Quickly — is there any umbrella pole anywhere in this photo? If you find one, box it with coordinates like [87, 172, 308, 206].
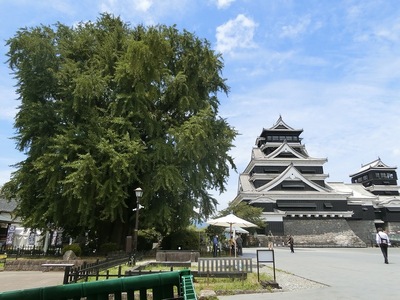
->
[234, 229, 237, 257]
[230, 224, 232, 257]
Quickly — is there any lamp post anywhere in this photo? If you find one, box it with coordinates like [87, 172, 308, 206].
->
[132, 187, 143, 265]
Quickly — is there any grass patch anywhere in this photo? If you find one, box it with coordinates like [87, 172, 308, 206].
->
[194, 272, 273, 295]
[91, 263, 274, 296]
[0, 254, 6, 270]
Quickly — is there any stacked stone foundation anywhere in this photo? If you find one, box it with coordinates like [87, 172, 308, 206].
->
[4, 259, 87, 271]
[283, 219, 367, 247]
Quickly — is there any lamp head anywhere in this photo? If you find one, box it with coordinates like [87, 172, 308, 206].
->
[135, 187, 143, 198]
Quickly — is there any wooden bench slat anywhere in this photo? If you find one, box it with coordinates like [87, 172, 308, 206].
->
[197, 257, 252, 278]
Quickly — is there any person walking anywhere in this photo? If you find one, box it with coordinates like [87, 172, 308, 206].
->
[229, 235, 236, 256]
[212, 235, 219, 257]
[376, 228, 390, 264]
[267, 230, 274, 250]
[236, 234, 243, 256]
[287, 235, 294, 253]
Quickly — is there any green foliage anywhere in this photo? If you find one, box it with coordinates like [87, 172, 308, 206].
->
[204, 226, 226, 243]
[219, 202, 265, 233]
[62, 243, 82, 257]
[99, 242, 119, 255]
[137, 229, 161, 251]
[160, 228, 200, 250]
[1, 13, 237, 247]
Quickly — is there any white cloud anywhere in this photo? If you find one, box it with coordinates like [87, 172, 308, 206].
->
[98, 0, 188, 24]
[215, 74, 400, 209]
[216, 0, 235, 9]
[373, 20, 400, 43]
[49, 1, 75, 15]
[216, 14, 257, 54]
[134, 0, 153, 12]
[280, 15, 312, 39]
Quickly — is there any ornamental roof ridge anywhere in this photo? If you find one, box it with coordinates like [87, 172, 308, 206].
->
[362, 157, 396, 169]
[269, 116, 303, 131]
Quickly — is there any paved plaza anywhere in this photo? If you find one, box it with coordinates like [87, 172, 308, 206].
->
[1, 247, 400, 299]
[0, 270, 64, 292]
[221, 246, 400, 300]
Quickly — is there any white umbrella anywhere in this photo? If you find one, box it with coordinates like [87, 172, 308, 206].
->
[206, 213, 257, 228]
[224, 226, 249, 234]
[206, 213, 257, 257]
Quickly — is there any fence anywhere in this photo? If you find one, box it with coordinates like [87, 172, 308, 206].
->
[0, 245, 62, 258]
[0, 270, 197, 300]
[196, 257, 252, 279]
[64, 254, 130, 284]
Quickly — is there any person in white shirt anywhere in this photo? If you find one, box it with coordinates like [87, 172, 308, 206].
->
[376, 227, 390, 264]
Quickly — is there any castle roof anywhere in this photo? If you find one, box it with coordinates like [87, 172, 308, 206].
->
[350, 157, 397, 177]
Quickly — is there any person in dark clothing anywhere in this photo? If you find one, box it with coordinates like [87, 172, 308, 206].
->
[236, 234, 243, 256]
[212, 235, 219, 257]
[287, 235, 294, 253]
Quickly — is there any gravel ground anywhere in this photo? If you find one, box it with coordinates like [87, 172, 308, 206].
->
[203, 266, 327, 299]
[259, 265, 328, 292]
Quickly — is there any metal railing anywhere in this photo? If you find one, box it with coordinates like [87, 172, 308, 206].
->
[0, 270, 195, 300]
[63, 254, 130, 284]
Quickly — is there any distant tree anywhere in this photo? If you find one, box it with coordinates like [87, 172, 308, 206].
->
[1, 14, 237, 247]
[204, 225, 226, 242]
[160, 228, 200, 250]
[219, 201, 265, 231]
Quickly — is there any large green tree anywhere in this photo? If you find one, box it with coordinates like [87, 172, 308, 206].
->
[1, 14, 237, 246]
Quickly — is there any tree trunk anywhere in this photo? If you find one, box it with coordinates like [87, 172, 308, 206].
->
[97, 219, 130, 251]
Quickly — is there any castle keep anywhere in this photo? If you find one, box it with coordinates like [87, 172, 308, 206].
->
[232, 116, 400, 247]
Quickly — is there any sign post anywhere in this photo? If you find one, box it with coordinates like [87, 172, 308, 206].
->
[256, 249, 276, 282]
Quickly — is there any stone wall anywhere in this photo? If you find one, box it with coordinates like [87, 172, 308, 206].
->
[387, 222, 400, 233]
[4, 259, 86, 271]
[347, 220, 375, 246]
[283, 219, 366, 247]
[156, 250, 199, 262]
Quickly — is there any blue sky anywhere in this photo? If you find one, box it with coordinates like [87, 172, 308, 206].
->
[2, 0, 400, 211]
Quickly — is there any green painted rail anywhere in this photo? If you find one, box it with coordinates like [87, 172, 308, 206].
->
[181, 274, 197, 300]
[0, 270, 195, 300]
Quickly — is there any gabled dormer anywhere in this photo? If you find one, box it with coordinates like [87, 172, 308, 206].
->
[256, 164, 331, 192]
[265, 142, 308, 159]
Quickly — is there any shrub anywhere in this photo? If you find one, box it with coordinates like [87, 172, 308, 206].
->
[137, 229, 161, 251]
[160, 229, 200, 250]
[62, 243, 82, 257]
[99, 242, 119, 255]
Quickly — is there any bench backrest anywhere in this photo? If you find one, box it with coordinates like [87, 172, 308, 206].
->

※ ※ ※

* **AIM OF THE TASK**: If a line in the records has the word "roof", copy that line.

* **SOLVED PROBLEM**:
Quickly — is there any ornamental roof ridge anywhere in this photo? If you find one, box it with coordinates like [87, 172, 308, 206].
Quickly — is there any castle roof anywhere in this photo? If you find one, box it with coordinates like [87, 172, 308, 206].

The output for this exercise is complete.